§ **Activity**: In the answer, give only the lines from the one containing "above the flagpole** -> trace every instance" to the end of the listing below, each reproduced word for word.

§ **Provided material**:
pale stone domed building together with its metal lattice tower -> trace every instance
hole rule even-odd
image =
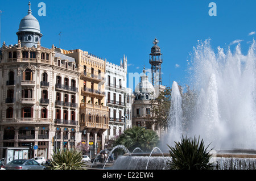
[[[143,69],[143,75],[135,87],[134,90],[134,103],[133,103],[133,126],[144,127],[146,129],[154,129],[148,127],[147,117],[152,116],[152,104],[151,100],[156,99],[159,92],[166,89],[162,86],[162,78],[159,74],[161,73],[162,54],[158,47],[158,40],[153,41],[154,46],[151,48],[150,64],[151,64],[151,82],[148,80],[145,68]],[[158,132],[159,133],[159,132]]]

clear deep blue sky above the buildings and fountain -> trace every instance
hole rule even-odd
[[[38,13],[40,2],[46,5],[45,16]],[[187,60],[198,40],[210,39],[214,50],[220,46],[233,51],[240,43],[247,54],[256,35],[254,0],[31,0],[31,4],[43,47],[82,49],[117,65],[125,54],[129,73],[141,73],[143,66],[150,71],[149,54],[156,37],[163,54],[162,85],[170,87],[173,81],[189,85]],[[27,10],[28,1],[0,2],[1,45],[17,44],[16,32]]]

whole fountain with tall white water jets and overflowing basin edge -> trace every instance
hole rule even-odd
[[[205,145],[210,144],[209,149],[217,150],[215,169],[255,169],[255,60],[255,41],[247,55],[241,53],[240,44],[234,53],[220,47],[214,53],[209,40],[199,42],[188,61],[193,94],[181,94],[177,82],[172,84],[170,125],[164,142],[172,146],[182,134],[200,136]],[[170,157],[151,154],[120,156],[113,169],[164,169]]]

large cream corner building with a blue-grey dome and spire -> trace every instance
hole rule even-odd
[[[28,6],[18,43],[4,42],[0,49],[0,157],[3,148],[32,144],[38,149],[30,149],[30,157],[48,159],[54,149],[74,147],[81,137],[79,73],[75,58],[56,52],[54,45],[41,46],[39,22]]]

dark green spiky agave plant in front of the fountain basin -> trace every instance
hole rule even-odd
[[[167,162],[169,169],[207,170],[212,167],[212,163],[209,163],[211,155],[207,151],[209,145],[205,148],[203,139],[200,141],[200,136],[198,140],[196,137],[182,136],[181,141],[175,142],[174,147],[167,146],[170,148],[171,157]]]

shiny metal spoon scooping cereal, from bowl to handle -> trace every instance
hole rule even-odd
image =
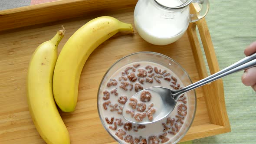
[[[158,99],[160,99],[160,102],[159,101],[158,103],[154,102],[154,107],[159,108],[162,106],[162,108],[158,109],[158,114],[155,113],[157,115],[153,115],[154,119],[151,121],[150,120],[136,121],[135,118],[131,118],[131,116],[126,114],[126,109],[129,107],[128,103],[130,102],[130,99],[125,103],[122,114],[127,121],[130,121],[131,123],[134,123],[134,124],[150,124],[156,121],[160,121],[161,119],[167,117],[167,115],[169,115],[171,111],[173,111],[175,105],[177,104],[177,100],[180,98],[182,94],[189,92],[191,90],[194,90],[195,88],[198,88],[200,86],[206,85],[207,83],[213,82],[217,79],[220,79],[226,75],[230,75],[234,72],[239,72],[244,69],[249,69],[254,66],[256,66],[256,53],[254,53],[251,56],[247,56],[244,59],[241,59],[240,61],[234,63],[233,65],[230,65],[229,67],[226,67],[225,69],[219,72],[216,72],[215,74],[210,75],[198,82],[188,85],[182,89],[173,90],[169,88],[155,86],[155,87],[146,88],[136,93],[135,95],[132,96],[132,98],[136,98],[138,100],[140,99],[141,92],[143,91],[153,92],[154,94],[156,94],[154,95],[154,97],[159,97]],[[148,118],[144,118],[144,119],[148,119]]]

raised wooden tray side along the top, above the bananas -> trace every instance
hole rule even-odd
[[[134,8],[138,0],[58,0],[0,11],[0,31]]]

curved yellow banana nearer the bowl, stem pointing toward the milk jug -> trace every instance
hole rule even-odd
[[[79,28],[63,46],[53,75],[53,95],[62,111],[74,111],[82,68],[92,51],[120,31],[133,31],[133,27],[101,16]]]

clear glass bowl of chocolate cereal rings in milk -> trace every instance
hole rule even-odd
[[[123,106],[144,88],[163,86],[180,89],[191,83],[180,64],[160,53],[137,52],[125,56],[108,69],[99,85],[97,107],[101,122],[108,134],[120,144],[175,144],[184,137],[194,120],[195,91],[181,96],[170,115],[151,124],[129,123],[122,116]],[[154,95],[151,97],[154,99]],[[153,109],[161,111],[161,108],[154,108],[156,102],[149,99],[141,107],[134,101],[126,113],[136,121],[154,117]],[[136,109],[141,113],[135,113]]]

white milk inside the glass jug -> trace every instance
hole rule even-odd
[[[183,4],[180,0],[157,1],[167,7]],[[135,28],[144,40],[155,45],[167,45],[183,36],[189,23],[189,8],[175,11],[160,10],[153,0],[146,3],[143,7],[142,4],[137,4],[138,7],[135,9],[142,10],[134,15]]]

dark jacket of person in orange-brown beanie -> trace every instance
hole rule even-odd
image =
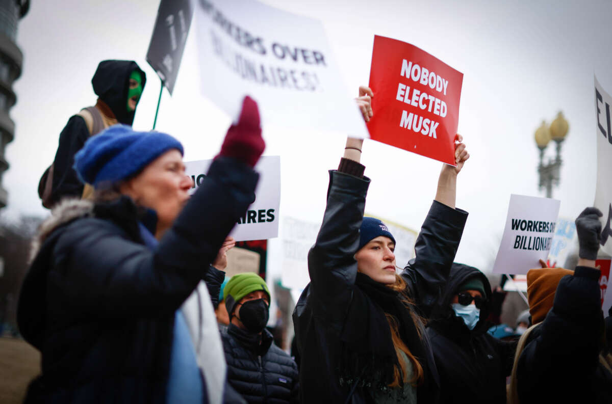
[[[564,276],[553,308],[531,330],[517,365],[521,404],[612,403],[612,372],[599,360],[603,314],[600,271]]]

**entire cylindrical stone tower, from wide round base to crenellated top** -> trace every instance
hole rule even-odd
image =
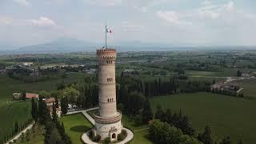
[[[117,110],[115,88],[116,50],[97,50],[98,58],[98,106],[94,114],[94,135],[102,139],[110,137],[111,141],[118,138],[122,131],[122,114]]]

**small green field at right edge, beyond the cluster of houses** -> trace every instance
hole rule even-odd
[[[243,95],[246,97],[256,98],[256,79],[243,79],[230,82],[233,85],[242,86]]]

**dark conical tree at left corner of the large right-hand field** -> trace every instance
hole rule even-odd
[[[149,122],[153,117],[154,117],[154,114],[150,106],[150,101],[148,98],[146,98],[143,111],[142,111],[142,122]]]

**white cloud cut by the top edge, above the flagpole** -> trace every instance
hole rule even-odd
[[[83,1],[94,6],[115,6],[122,3],[122,0],[83,0]]]

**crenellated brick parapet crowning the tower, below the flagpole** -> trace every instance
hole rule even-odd
[[[104,62],[104,61],[115,61],[116,59],[116,50],[115,49],[101,49],[101,50],[97,50],[97,58],[98,61],[100,62]]]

§ **Solution to this problem**:
**white cloud cut by the top edge, above the flagpole** -> trace every instance
hole rule even-odd
[[[83,1],[94,6],[115,6],[122,3],[122,0],[83,0]]]

**crenellated brick parapet crowning the tower, below the flagpole** -> trace every instance
hole rule even-odd
[[[104,62],[104,61],[115,61],[116,59],[116,50],[115,49],[101,49],[101,50],[97,50],[97,58],[98,61],[100,62]]]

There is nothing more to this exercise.